● **Directive**: List every line of the records that contains the string "cobalt", copying each line in full.

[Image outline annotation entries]
◇ ◇ ◇ ◇ ◇ ◇ ◇

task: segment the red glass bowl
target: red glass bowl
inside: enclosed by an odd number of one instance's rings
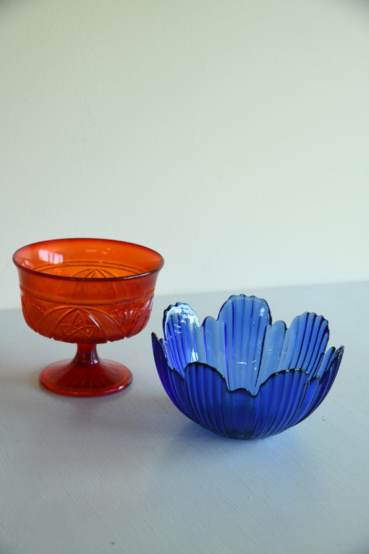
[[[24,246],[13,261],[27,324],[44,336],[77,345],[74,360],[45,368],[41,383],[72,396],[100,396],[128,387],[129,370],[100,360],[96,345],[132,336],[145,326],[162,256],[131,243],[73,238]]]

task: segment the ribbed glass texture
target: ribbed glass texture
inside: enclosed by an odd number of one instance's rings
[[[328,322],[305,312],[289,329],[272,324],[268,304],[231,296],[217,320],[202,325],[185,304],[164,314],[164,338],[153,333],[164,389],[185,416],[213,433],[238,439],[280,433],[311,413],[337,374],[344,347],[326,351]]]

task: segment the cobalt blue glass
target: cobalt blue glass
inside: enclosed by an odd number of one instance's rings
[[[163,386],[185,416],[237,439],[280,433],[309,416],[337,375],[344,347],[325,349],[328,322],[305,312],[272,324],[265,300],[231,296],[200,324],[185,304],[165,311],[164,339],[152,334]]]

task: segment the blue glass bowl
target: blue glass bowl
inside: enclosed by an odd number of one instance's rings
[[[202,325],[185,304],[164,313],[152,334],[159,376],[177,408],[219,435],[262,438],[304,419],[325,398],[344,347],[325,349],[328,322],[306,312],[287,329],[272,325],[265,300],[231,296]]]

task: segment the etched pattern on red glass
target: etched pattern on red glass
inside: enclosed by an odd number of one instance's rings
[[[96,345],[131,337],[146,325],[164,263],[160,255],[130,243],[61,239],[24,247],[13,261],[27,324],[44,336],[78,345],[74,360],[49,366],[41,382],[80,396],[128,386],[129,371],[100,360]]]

◇ ◇ ◇ ◇ ◇ ◇ ◇

● **Task answer**:
task: segment the cobalt blue glass
target: cobalt blue glass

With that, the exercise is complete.